### How to complete this task:
Write out every single entry exactly.

### Data entries:
=-=-=-=-=

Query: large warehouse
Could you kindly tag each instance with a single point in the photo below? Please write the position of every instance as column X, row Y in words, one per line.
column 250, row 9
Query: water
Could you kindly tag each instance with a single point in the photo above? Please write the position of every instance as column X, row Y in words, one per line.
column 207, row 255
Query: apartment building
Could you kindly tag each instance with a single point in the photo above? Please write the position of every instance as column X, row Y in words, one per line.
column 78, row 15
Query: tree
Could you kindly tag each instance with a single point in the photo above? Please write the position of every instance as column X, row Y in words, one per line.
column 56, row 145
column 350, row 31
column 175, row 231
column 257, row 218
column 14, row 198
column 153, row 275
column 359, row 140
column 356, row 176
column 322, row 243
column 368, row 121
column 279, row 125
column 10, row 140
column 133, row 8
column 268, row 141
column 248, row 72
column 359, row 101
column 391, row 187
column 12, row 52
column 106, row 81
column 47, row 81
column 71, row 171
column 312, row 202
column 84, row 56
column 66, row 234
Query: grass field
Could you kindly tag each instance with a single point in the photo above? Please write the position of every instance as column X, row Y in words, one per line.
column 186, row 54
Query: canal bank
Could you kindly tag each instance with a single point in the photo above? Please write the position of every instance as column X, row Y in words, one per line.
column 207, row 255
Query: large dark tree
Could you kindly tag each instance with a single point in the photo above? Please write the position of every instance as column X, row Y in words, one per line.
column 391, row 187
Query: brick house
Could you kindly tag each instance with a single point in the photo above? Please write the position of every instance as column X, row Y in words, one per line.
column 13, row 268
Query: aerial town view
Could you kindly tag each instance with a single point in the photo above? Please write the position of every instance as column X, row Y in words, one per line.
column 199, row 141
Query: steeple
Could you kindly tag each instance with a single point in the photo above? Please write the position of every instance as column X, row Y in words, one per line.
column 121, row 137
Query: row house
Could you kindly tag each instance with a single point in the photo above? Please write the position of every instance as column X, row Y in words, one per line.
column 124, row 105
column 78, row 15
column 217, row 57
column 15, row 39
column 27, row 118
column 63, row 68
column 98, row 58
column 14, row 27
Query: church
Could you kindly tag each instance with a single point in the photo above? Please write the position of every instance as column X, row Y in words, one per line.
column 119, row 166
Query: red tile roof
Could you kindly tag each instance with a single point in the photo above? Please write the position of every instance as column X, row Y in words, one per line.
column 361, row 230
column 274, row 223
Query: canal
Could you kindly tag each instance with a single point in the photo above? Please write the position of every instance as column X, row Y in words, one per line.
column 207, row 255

=-=-=-=-=

### Completed exercise:
Query: large warehouse
Could you kindly tag each instance with a single point in the photo below? Please write the position of every instance as column X, row Y in words, one per line.
column 250, row 9
Query: water
Could you kindly tag each instance with a single point in the photo above? Please write the position of every instance as column X, row Y in words, one per line.
column 207, row 255
Query: apartment building
Could you kindly tag each instance with a single point in the photo above? Please write the position of every instance as column X, row Y in words, one per line.
column 78, row 15
Query: tree
Could you kindly tag each instance with a single point in the photo above? Please write the position of every instance as column X, row Y in words, one per line.
column 56, row 145
column 350, row 31
column 175, row 231
column 257, row 218
column 14, row 198
column 153, row 275
column 359, row 140
column 356, row 176
column 322, row 243
column 368, row 121
column 279, row 125
column 10, row 140
column 133, row 8
column 268, row 141
column 248, row 72
column 359, row 101
column 391, row 187
column 12, row 52
column 106, row 81
column 47, row 81
column 71, row 171
column 312, row 202
column 84, row 56
column 66, row 234
Query: grass field
Could you kindly tag each instance with a single point in the photo above? Please write the position of every instance as column X, row Y in words, one per line.
column 186, row 54
Query: canal bank
Could you kindly tag each instance with a single point in the photo above? Please write the position of every instance as column X, row Y in words, one per line.
column 207, row 255
Query: large dark tree
Could you kindly tag each instance with a single point in the photo above? Please write the position of every instance as column X, row Y in words, one per line.
column 391, row 187
Query: brick house
Could you kindly tag each instance with a single point in the photo above? Please write the position of every instance as column X, row Y in words, one per line.
column 13, row 268
Query: aerial town view
Could you kindly tag each instance with a single point in the photo above? Please write the position of every instance as column X, row Y in words, one per line.
column 199, row 141
Query: steeple
Could you kindly tag each instance with a single point in the photo above? Please write the position of every instance as column X, row Y in words, one per line.
column 121, row 137
Query: row house
Could you kindly tag each instance with a single point in the photo above? Please write the position of every instance as column X, row Y in words, one per line.
column 124, row 105
column 78, row 15
column 217, row 57
column 15, row 39
column 27, row 118
column 63, row 68
column 98, row 58
column 14, row 27
Query: church
Could you kindly tag each instance with a single point in the photo above? Please write the position of every instance as column X, row Y in words, one per line.
column 119, row 166
Query: red tile roof
Could you kindly tag each instance with a single point in the photo above? Please write the position of every instance as column X, row Y in words, one per line.
column 361, row 230
column 274, row 223
Query: canal
Could you kindly tag each instance with a single point in the photo above? Please write the position of every instance as column X, row Y in words, one per line.
column 207, row 255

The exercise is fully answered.